What to work on:
Transcribe the records that follow in their entirety, omitting any pictures.

BEGIN Dataset records

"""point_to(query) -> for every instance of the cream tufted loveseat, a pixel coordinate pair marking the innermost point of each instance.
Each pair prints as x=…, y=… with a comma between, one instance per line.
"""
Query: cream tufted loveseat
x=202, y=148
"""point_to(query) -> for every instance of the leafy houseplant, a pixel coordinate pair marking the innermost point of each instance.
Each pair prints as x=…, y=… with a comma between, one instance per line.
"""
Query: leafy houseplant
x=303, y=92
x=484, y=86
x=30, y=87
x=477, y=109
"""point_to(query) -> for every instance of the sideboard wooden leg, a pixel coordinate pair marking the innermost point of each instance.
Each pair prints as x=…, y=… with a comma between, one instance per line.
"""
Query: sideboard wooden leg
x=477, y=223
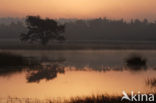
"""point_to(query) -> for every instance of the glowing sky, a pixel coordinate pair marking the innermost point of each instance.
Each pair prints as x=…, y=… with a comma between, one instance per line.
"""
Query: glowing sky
x=79, y=8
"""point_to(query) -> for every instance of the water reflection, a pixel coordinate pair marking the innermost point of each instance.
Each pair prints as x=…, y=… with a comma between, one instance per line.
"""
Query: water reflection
x=45, y=68
x=73, y=80
x=45, y=72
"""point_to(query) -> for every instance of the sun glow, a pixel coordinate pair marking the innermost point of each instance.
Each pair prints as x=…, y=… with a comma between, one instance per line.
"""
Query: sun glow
x=79, y=8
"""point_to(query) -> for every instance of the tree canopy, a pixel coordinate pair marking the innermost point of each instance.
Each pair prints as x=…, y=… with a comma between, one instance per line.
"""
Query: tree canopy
x=42, y=30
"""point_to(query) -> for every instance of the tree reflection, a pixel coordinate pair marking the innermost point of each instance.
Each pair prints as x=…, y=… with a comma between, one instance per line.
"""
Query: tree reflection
x=45, y=72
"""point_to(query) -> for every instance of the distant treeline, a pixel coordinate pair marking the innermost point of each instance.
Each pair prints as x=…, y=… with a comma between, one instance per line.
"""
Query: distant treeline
x=95, y=29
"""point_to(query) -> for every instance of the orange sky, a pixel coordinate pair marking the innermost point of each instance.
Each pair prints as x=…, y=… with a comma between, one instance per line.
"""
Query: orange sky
x=79, y=8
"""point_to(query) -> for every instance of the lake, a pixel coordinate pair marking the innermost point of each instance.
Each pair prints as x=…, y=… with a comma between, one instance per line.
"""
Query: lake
x=66, y=74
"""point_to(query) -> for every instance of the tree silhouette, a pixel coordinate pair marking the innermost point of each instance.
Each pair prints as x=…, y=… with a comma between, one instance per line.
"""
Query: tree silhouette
x=42, y=30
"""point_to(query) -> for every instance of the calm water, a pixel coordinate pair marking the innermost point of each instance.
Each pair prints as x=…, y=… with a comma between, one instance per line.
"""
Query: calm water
x=66, y=74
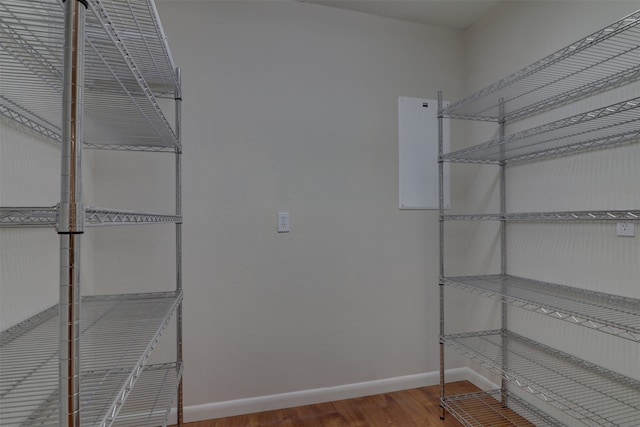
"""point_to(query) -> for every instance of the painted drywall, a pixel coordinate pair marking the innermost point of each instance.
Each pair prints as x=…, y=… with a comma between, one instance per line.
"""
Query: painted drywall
x=293, y=107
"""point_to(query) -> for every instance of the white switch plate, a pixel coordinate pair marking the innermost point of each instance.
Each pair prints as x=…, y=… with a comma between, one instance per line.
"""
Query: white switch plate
x=626, y=229
x=283, y=222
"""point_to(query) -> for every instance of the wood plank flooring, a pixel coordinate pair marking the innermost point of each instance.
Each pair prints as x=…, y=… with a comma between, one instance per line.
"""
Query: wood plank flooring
x=406, y=408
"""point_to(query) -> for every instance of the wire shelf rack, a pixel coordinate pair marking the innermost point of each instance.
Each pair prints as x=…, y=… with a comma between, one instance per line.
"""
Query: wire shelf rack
x=600, y=61
x=120, y=94
x=612, y=314
x=612, y=215
x=589, y=393
x=119, y=333
x=605, y=126
x=94, y=217
x=151, y=400
x=487, y=409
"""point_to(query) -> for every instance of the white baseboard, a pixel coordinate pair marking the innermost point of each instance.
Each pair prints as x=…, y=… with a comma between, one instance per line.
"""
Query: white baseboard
x=327, y=394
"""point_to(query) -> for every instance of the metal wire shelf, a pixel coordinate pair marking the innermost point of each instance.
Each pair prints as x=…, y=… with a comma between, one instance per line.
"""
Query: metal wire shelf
x=94, y=217
x=606, y=126
x=613, y=215
x=127, y=64
x=589, y=393
x=119, y=333
x=600, y=61
x=150, y=402
x=486, y=409
x=612, y=314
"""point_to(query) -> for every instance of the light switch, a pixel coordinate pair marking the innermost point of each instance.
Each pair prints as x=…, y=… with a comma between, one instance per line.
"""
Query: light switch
x=283, y=222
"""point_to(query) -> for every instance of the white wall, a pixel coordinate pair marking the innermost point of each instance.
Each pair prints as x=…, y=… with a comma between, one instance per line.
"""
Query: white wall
x=293, y=107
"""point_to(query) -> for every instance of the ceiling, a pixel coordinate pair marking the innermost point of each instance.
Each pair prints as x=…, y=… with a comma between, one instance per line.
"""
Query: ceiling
x=458, y=14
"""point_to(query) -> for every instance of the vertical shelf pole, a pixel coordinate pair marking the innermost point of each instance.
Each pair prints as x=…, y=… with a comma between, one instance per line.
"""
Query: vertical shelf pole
x=71, y=212
x=503, y=251
x=178, y=159
x=441, y=223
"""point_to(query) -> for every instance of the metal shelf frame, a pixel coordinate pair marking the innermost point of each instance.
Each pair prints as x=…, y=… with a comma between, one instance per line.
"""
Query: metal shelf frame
x=150, y=402
x=614, y=124
x=612, y=314
x=599, y=62
x=589, y=393
x=118, y=335
x=90, y=73
x=94, y=217
x=613, y=215
x=487, y=409
x=602, y=60
x=127, y=64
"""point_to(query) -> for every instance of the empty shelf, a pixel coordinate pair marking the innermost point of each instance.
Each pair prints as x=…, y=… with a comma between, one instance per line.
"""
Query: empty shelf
x=612, y=314
x=613, y=215
x=604, y=59
x=610, y=125
x=486, y=409
x=151, y=399
x=587, y=392
x=127, y=64
x=117, y=337
x=48, y=217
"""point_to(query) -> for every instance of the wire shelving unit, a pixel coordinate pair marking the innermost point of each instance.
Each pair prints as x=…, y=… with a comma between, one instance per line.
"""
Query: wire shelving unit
x=600, y=61
x=609, y=125
x=612, y=215
x=48, y=217
x=612, y=314
x=487, y=409
x=93, y=74
x=592, y=395
x=118, y=334
x=127, y=66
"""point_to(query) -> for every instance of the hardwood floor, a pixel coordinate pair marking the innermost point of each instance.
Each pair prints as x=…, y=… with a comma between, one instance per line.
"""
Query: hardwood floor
x=406, y=408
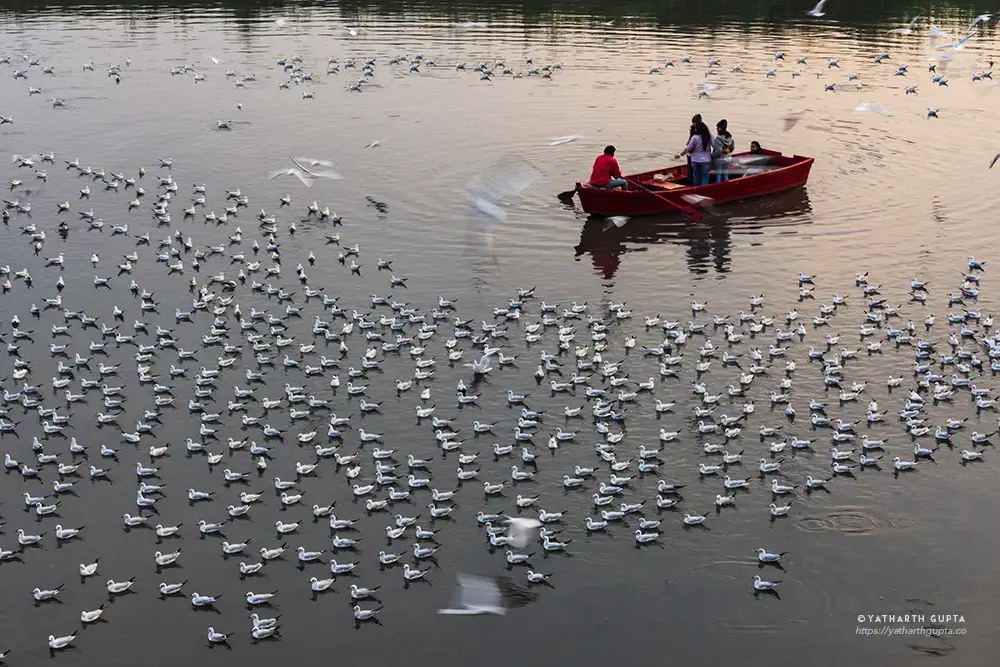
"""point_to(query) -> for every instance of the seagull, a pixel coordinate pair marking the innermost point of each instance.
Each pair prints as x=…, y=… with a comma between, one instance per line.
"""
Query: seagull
x=817, y=11
x=476, y=596
x=304, y=174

END Dataset records

Complete answer:
"""point_to(query) -> for every instance of the cream tufted loveseat, a pixel coordinate pair marking the innermost point of each instance.
Each pair prints as x=…, y=… with a comma between, one instance per line.
"""
Query: cream tufted loveseat
x=202, y=148
"""point_to(query) -> for every instance of the leafy houseplant, a pixel coordinate pair marking the innermost point of each instance.
Each pair prints as x=…, y=… with a comma between, one instance per line.
"""
Query: leafy houseplant
x=303, y=92
x=484, y=86
x=30, y=87
x=477, y=109
"""point_to(query) -> for every instance of the sideboard wooden leg, a pixel coordinate pair marking the innermost point of each instance.
Each pair prints as x=…, y=… with a comma between, one instance per line.
"""
Query: sideboard wooden leg
x=477, y=223
"""point_to(query) -> for every instance of the glowing sky, a pixel coordinate pair marking the innermost point of each instance.
Each pair prints as x=…, y=… with a comma between, one instance per line.
"""
Query: glowing sky
x=79, y=8
"""point_to(query) -> for every instance of the water reflection, a pixel coordinate pair marking the innermost point of each instance.
Each pair prints as x=…, y=… with a comma between, one instance per line.
"""
Query: water reflection
x=45, y=68
x=73, y=80
x=45, y=72
"""point_to(query) -> for every instance of the sun glow, a pixel coordinate pair marking the innermost point of each instance.
Each pair prints as x=…, y=… with a comma between, one instance per line.
"""
Query: sun glow
x=79, y=8
"""point_to(query) -> for every instance of the tree canopy, a pixel coordinate pair marking the innermost point of each instance.
Each pair prints as x=…, y=… with a comma between, one instance per line.
"""
Query: tree canopy
x=42, y=30
"""point_to(query) -> for every instance of the tree reflection, a pixel coordinate pair marking the innermost point of each instance.
Each pair prints as x=…, y=… with a comma between, one instance per line.
"""
Query: tree reflection
x=45, y=72
"""point_to(query) -> for every instance of the distant treeline, a pixel coordinate pair marking the innermost point of each instance.
Each pair prints as x=…, y=… with a comma between, one instance per line.
"""
Query: distant treeline
x=95, y=29
"""point_to(query) -> for every instance of the orange sky, a pixel coordinate pair marking the innermost point of each instance.
Each pair prints as x=…, y=… with a comma between, one instance per line.
"""
Query: orange sky
x=79, y=8
"""point_to(query) -> for every instance of the lake, a pixel coordinate pair marking the innermost point of each instance.
Each pair prints as x=…, y=… with a comma between, one instance per line.
"""
Query: lake
x=66, y=74
"""point_to(query) -> for every instance of the tree silhouette, a pixel coordinate pair marking the innermost point of each instance.
Each pair prints as x=…, y=… with a comma between, one instance per line.
"""
Query: tree silhouette
x=42, y=30
"""point_to(query) -> for every instance of the calm water, a pixel coordinate pair marking the innermost point of each instance.
Each pair prints as x=…, y=… with a comma between, one instance per line.
"""
Query: calm water
x=66, y=74
"""point_to(query) -> for every instance of the painted drywall, a pixel coordinate pair marking the innermost point of each instance.
Each pair prints as x=…, y=… with a comma between, one instance per line.
"""
Query: painted drywall
x=293, y=107
"""point_to(query) -> for every instance of the white switch plate, a pixel coordinate pair marking the innermost point of each instance.
Each pair prints as x=…, y=… with a comma between, one instance per line.
"""
Query: white switch plate
x=626, y=229
x=283, y=222
"""point_to(query) -> for every instance of the wood plank flooring, a pixel coordinate pair marking the innermost point of each instance.
Each pair prints as x=…, y=… with a comma between, one instance per line.
"""
Query: wood plank flooring
x=406, y=408
"""point_to(query) -> for every instance of the wire shelf rack, a pixel coordinate pair marking the innermost point of each instance.
Each pair prints as x=…, y=… with a comma between, one instance per line.
"""
Query: wire shelf rack
x=600, y=61
x=120, y=94
x=612, y=314
x=612, y=215
x=589, y=393
x=119, y=333
x=605, y=126
x=94, y=217
x=151, y=400
x=487, y=409
"""point_to(query) -> for every instance of the white baseboard, a pixel coordinate pair marking the innermost point of each instance.
Each pair prints as x=…, y=… with a comma between, one instance per line.
"""
Query: white baseboard
x=327, y=394
"""point_to(query) -> for every instance of the metal wire shelf, a pixel coordinate pair marking the innermost point of each instance.
Each pair prints as x=…, y=… with a comma between, one instance per line.
"""
Query: metal wire shelf
x=94, y=217
x=606, y=126
x=613, y=215
x=127, y=64
x=589, y=393
x=119, y=333
x=600, y=61
x=150, y=402
x=486, y=409
x=612, y=314
"""point_to(query) -> for every instance of the light switch, a pixel coordinate pair marking the innermost point of each instance.
Each pair prints as x=…, y=… with a comma between, one instance per line.
"""
Query: light switch
x=283, y=222
"""point_to(query) -> for every instance of the white wall, a pixel coordinate pair marking the innermost point of each instance.
Each pair prints as x=…, y=… with a comma between, one instance per line.
"""
Query: white wall
x=293, y=107
"""point_to(query) -> for every instance of the ceiling, a pixel coordinate pair marking the innermost point of each instance.
Each pair prints as x=…, y=… with a comma between, one instance per line.
"""
Query: ceiling
x=458, y=14
"""point_to(query) -> for every instance of the vertical shelf pole, a pixel coordinate pair marking the innermost point of each instance.
Each pair prints as x=…, y=… with a comma between, one instance per line.
"""
Query: vertical shelf pole
x=71, y=212
x=503, y=251
x=178, y=159
x=441, y=223
"""point_to(query) -> for every instance of the metal shelf frame, a pixel coordinate pair marking the innermost point of each instance.
Each pair prints as x=…, y=… with a comma between, one instance per line.
"""
Query: metal shelf frame
x=150, y=402
x=614, y=124
x=612, y=314
x=599, y=62
x=589, y=393
x=118, y=335
x=90, y=73
x=94, y=217
x=613, y=215
x=487, y=409
x=602, y=60
x=127, y=64
"""point_to(query) -> for every instance of the empty shelf, a pixel coordinate pair marking the innermost point of each instance.
Each pair prints as x=…, y=… with a comma between, one instance per line.
"""
Query: empty shelf
x=612, y=314
x=613, y=215
x=604, y=59
x=610, y=125
x=486, y=409
x=151, y=399
x=587, y=392
x=127, y=64
x=117, y=337
x=48, y=217
"""point_to(query) -> for every instance of the wire shelving unit, a pixel coordinate pair marking the innermost point of each instance.
Each pair prints as x=…, y=… with a comma between, one instance per line.
"""
Query: wire shelving unit
x=600, y=61
x=609, y=125
x=612, y=215
x=48, y=217
x=612, y=314
x=487, y=409
x=93, y=74
x=592, y=395
x=118, y=334
x=127, y=66
"""point_to(query) -> for every instance of the hardwood floor, a pixel coordinate pair marking the innermost point of each instance.
Each pair prints as x=…, y=… with a comma between, one instance per line.
"""
Query: hardwood floor
x=406, y=408
"""point_to(query) -> for every instance of the seagull, a pixel coordinate pair marking the innermost point of each instance.
Each pair prints as x=…, y=… with a comma between, one instance per line.
"""
Query: seagull
x=817, y=11
x=476, y=596
x=304, y=174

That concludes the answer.